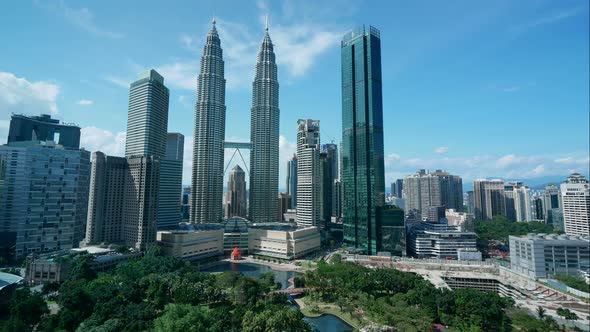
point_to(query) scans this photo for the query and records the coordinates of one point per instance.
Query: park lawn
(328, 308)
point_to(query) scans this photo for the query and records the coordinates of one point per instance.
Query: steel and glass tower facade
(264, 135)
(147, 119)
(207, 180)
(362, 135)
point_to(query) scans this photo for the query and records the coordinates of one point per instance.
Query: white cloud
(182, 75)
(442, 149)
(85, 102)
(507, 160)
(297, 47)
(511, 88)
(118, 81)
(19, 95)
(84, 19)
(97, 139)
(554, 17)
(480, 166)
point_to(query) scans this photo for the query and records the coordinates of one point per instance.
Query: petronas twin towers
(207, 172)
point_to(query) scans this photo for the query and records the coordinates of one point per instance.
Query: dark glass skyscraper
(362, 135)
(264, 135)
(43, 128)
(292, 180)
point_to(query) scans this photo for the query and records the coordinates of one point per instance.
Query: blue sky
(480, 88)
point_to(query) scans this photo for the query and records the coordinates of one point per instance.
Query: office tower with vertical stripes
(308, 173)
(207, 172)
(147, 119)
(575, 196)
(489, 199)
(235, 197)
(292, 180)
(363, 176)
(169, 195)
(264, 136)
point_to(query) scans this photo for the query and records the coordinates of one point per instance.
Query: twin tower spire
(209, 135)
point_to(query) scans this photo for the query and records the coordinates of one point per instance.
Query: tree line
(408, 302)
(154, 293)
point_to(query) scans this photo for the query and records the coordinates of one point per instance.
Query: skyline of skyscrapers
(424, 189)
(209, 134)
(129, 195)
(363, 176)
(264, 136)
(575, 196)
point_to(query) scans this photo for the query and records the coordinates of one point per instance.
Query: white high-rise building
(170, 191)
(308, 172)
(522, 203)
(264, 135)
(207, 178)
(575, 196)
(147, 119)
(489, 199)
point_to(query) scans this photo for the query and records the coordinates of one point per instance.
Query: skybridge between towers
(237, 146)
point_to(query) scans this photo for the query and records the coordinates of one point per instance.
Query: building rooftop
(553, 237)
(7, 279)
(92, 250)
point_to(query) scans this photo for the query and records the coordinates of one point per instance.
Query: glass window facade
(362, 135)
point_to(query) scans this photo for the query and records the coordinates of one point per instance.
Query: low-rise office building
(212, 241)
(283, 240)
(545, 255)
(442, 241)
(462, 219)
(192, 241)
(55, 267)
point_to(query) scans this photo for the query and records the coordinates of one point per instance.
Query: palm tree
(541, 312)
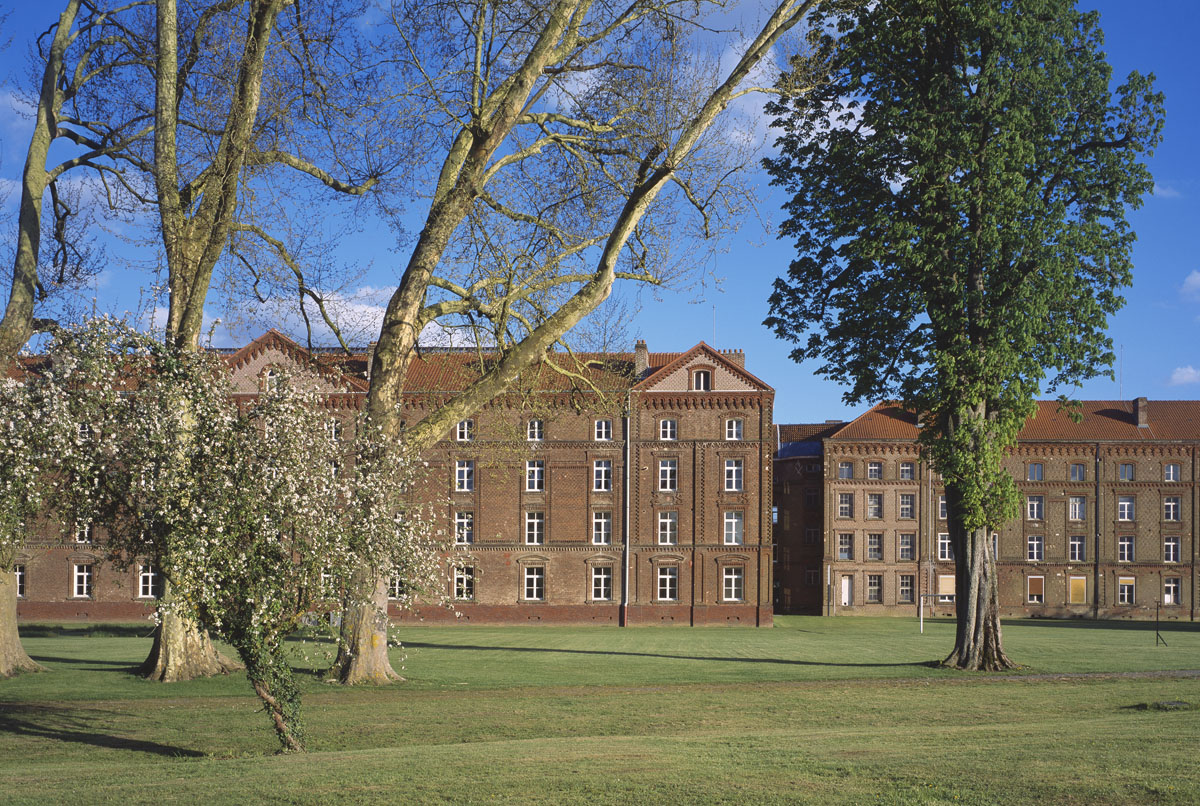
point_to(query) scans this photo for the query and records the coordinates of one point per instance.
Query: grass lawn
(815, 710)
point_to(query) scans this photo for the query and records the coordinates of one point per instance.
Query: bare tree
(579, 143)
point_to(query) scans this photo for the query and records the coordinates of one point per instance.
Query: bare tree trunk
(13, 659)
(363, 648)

------------------------------

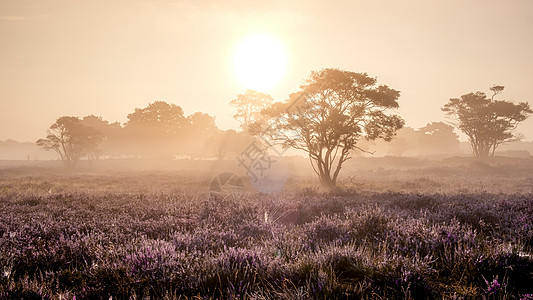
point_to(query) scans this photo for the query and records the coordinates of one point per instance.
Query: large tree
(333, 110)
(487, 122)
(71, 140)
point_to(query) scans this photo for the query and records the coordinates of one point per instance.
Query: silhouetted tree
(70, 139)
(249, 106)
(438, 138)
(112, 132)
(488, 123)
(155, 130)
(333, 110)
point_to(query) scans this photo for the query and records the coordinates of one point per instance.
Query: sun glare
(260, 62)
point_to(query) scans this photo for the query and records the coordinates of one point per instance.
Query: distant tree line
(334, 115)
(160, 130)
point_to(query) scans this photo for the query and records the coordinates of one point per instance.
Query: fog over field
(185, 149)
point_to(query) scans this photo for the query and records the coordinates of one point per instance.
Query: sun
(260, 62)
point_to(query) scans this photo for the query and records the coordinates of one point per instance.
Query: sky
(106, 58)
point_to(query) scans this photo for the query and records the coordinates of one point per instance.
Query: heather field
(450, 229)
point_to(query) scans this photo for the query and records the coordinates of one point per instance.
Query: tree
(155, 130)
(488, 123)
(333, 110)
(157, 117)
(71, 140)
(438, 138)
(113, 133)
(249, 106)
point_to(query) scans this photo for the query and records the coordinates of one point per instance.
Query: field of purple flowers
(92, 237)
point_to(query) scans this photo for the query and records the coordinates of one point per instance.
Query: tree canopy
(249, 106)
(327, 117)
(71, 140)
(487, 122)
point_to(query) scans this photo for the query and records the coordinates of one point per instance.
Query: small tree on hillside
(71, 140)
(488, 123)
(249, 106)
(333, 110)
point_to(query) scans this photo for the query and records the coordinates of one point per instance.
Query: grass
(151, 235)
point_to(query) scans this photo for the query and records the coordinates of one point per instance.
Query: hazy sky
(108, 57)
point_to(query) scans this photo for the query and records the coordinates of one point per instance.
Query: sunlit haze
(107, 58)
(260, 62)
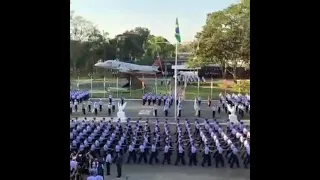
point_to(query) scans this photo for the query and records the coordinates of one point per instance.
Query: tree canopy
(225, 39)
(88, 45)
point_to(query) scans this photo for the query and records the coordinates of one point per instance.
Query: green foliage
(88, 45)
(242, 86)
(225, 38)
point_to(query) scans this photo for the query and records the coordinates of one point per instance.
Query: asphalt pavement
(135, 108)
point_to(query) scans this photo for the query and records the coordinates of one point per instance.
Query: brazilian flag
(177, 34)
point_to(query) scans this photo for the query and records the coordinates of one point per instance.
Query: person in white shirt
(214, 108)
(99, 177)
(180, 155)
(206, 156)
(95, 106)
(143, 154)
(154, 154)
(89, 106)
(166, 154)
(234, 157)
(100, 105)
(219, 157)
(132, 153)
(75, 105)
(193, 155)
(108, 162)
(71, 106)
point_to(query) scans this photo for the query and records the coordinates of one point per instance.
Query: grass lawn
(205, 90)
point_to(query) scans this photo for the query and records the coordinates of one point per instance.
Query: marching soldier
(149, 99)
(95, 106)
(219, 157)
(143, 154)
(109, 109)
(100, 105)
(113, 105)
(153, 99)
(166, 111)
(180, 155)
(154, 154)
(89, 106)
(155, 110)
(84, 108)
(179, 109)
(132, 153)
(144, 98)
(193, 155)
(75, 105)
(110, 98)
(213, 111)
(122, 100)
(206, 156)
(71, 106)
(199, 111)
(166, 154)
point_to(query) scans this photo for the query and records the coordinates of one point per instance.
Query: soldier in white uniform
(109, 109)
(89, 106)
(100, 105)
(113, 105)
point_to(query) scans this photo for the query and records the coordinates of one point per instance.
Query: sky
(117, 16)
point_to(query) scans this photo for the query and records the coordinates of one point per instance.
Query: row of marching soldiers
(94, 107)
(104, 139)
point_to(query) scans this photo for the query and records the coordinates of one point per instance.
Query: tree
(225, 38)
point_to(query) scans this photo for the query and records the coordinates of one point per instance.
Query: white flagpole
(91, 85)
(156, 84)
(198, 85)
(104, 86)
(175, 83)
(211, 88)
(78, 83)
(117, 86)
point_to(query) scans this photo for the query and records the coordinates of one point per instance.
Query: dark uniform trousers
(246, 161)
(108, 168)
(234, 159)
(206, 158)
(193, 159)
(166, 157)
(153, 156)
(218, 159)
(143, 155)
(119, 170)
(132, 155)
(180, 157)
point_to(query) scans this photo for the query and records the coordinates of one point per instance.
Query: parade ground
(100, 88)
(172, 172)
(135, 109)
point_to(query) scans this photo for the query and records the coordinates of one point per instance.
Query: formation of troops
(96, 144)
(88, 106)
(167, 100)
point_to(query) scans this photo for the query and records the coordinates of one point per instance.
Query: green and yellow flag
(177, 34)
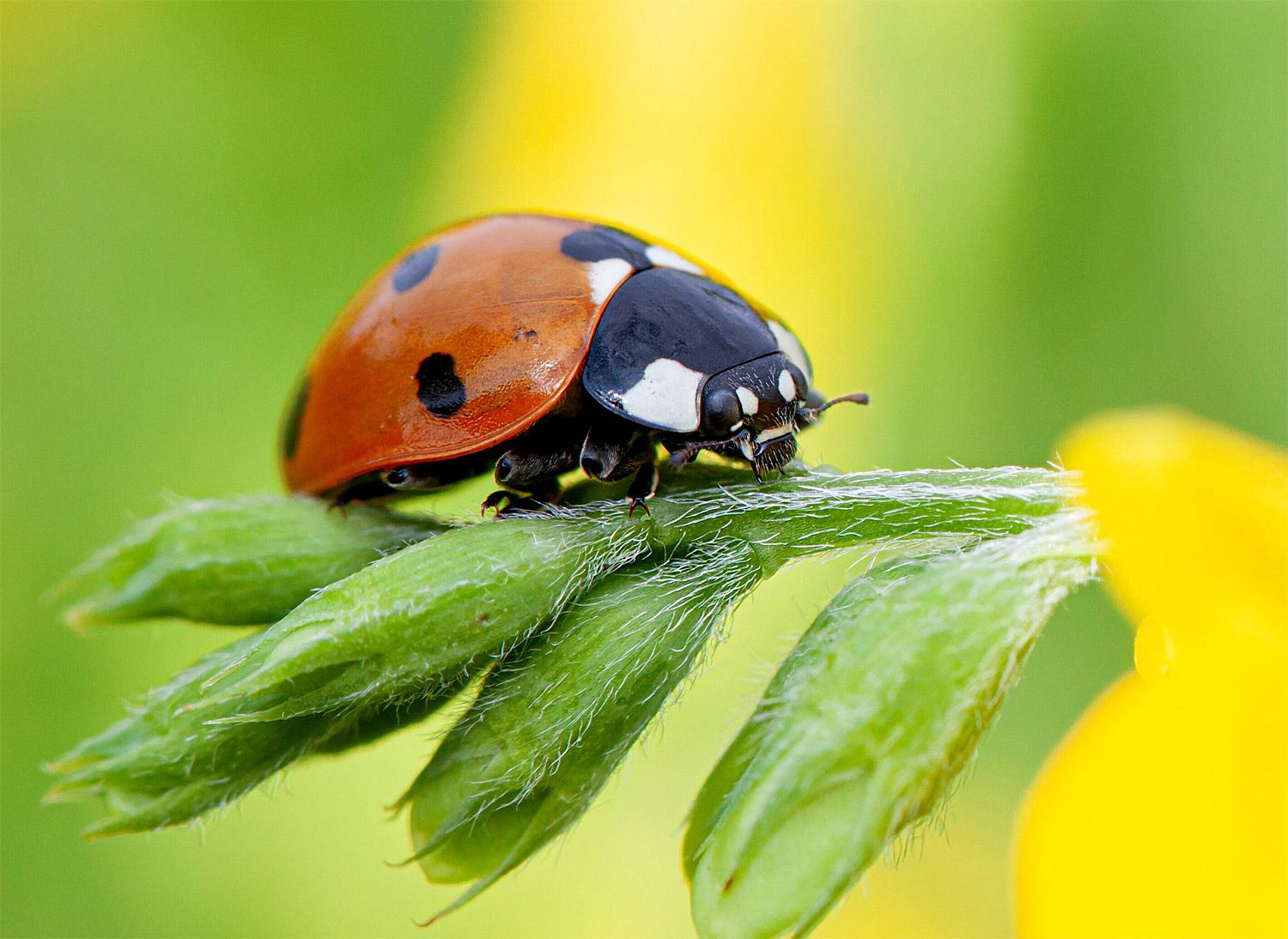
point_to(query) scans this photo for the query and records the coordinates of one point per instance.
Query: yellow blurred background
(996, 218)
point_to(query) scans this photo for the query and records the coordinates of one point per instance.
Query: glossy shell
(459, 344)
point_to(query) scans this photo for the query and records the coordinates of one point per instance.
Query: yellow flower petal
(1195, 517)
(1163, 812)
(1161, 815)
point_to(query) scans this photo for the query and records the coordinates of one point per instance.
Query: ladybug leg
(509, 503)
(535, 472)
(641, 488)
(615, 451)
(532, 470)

------------------------------

= Request =
How many lines in the records above contain "glass", with case counting? Give only the number.

= Problem solution =
3